DOCUMENTO =>
┏━━
Nel concludere sul tema dell’oggettività giuridica del reato, è opportuno allora depurare la relativa definizione da implicazioni derivanti da figure concepite secondo la loro origine civilistica ovvero da visioni troppo insistenti sulla violazione di un pactum fiduciae non sempre rinvenibile nella dinamica dell’appropriazione penalmente rilevante; e al contempo valorizzare l’elemento rappresentato dalla violazione di quel vincolo di destinazione che riempie di contenuto il concetto penalistico di altruità nel campo in esame.
Poste tali premesse, non resta allora che far corrispondere il bene tutelato con l’interesse, di cui è titolare la vittima, a che venga rispettato l’originario vincolo di destinazione della cosa (così, sostanzialmente, Pedrazzi, C., Appropriazione indebita, in Enc. dir., Milano, 1958, 848; Sgubbi, F., Patrimonio (Delitti contro il), in Enc. dir., Milano, 1982, 331; Fiandaca, G.-Musco, E., Diritto penale, cit., 103).
La fattispecie incriminatrice presuppone che l’agente abbia il possesso a qualsiasi titolo della cosa di cui si appropria.
Terreno di scontro tra opposte visioni teoriche ( “civilistica” e “autonomistica”), percorse da più o meno marcate venature ideologiche (significative del ruolo – meramente sanzionatorio o meno – da doversi ascrivere al diritto penale), la definizione del presupposto possessorio segna il discrimen tra la fattispecie penale in esame e quella di furto (art. 624 c.p.) e pone la classica e delicata questione relativa al contenuto da attribuire agli elementi normativi della fattispecie (sul punto, da ultimo, Carmona, A., Appropriazione indebita, in Dizionario di diritto pubblico, diretto da S. Cassese, Milano, 2006, 392 ss.).
┗━━
Dati di annotazione a punti:
┏━━
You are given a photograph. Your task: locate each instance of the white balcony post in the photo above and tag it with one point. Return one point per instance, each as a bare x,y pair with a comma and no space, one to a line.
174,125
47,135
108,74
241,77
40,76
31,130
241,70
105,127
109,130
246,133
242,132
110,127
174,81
┗━━
CONSEGNA =>
Indica se ciascuna affermazione concorda con il documento sull'appropriazione indebita riportato sopra, rispondendo sì o no e citando tra virgolette le parole del testo che lo stabiliscono. (a) La fattispecie presuppone che l'agente abbia il possesso della cosa di cui si appropria. (b) La definizione del presupposto possessorio distingue questa fattispecie da quella di truffa. (c) Il bene tutelato corrisponde all'interesse della vittima al rispetto dell'originario vincolo di destinazione della cosa.

SOLUZIONE =>
(a) Sì: «La fattispecie incriminatrice presuppone che l’agente abbia il possesso a qualsiasi titolo della cosa di cui si appropria.»
(b) No: «segna il discrimen tra la fattispecie penale in esame e quella di furto (art. 624 c.p.)».
(c) Sì: «far corrispondere il bene tutelato con l’interesse, di cui è titolare la vittima, a che venga rispettato l’originario vincolo di destinazione della cosa».